Start of INPUT MATERIAL

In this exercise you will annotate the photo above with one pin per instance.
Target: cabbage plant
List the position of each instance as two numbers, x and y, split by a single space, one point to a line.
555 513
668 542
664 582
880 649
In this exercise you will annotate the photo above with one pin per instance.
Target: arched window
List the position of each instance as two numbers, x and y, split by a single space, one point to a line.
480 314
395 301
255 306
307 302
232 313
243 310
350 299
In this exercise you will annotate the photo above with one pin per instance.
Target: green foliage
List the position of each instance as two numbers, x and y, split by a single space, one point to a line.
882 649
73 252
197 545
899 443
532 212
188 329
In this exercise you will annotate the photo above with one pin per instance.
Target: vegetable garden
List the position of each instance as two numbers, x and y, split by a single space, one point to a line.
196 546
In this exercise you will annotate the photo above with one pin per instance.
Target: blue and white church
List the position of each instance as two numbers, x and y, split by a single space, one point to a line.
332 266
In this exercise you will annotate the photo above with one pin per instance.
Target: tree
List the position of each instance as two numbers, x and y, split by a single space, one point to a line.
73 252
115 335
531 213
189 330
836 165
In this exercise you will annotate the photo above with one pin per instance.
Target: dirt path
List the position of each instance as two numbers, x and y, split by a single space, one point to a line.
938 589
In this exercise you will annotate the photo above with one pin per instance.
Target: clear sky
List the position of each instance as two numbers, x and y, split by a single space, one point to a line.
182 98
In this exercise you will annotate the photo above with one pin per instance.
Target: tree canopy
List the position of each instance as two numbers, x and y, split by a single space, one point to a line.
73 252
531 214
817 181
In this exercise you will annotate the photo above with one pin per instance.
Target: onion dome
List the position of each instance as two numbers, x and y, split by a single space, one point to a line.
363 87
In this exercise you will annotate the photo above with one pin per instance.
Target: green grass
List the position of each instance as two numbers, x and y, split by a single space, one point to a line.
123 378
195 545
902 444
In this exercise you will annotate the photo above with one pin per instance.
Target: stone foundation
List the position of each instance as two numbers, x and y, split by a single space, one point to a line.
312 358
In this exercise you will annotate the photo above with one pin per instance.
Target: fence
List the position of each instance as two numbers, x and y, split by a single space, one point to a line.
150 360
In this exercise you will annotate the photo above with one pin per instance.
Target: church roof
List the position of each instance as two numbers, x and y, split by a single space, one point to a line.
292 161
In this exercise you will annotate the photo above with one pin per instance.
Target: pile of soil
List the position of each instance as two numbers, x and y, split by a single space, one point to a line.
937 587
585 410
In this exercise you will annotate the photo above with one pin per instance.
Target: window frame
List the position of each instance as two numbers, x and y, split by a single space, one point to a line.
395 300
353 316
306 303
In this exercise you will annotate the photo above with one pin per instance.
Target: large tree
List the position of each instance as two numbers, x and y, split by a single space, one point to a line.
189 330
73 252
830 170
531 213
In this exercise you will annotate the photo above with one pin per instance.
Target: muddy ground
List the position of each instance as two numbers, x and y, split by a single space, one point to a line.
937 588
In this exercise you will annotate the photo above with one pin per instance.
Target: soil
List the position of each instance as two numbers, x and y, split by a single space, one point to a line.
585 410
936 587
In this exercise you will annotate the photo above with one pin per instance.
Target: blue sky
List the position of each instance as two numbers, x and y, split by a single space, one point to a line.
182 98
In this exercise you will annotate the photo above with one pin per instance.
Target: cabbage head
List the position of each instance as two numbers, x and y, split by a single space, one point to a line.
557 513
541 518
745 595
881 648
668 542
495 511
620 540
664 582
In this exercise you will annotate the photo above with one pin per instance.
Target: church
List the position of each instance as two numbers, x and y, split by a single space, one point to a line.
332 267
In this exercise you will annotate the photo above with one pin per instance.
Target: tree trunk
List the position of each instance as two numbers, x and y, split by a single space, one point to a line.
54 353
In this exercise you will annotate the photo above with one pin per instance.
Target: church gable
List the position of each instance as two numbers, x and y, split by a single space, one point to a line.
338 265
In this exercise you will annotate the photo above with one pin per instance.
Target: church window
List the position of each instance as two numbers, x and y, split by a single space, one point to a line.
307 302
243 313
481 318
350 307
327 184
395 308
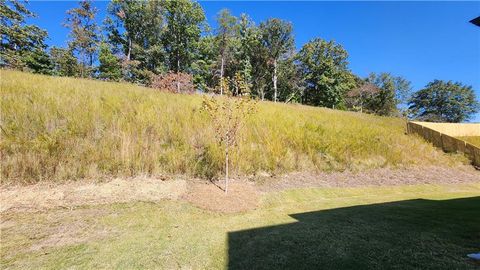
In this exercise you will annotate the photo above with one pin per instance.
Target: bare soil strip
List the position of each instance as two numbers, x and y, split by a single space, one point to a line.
243 193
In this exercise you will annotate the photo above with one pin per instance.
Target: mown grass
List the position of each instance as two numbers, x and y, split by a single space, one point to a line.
409 227
63 128
475 140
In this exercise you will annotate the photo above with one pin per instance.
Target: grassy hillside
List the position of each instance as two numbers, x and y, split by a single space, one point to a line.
63 128
475 140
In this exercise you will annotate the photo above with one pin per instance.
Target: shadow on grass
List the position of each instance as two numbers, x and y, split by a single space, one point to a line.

End of INPUT MATERIAL

ASSIGNED TASK | Search the data for the string "cabbage" and copy out every line where it is found.

ANSWER TO THIS TASK |
Target: cabbage plant
Target: cabbage head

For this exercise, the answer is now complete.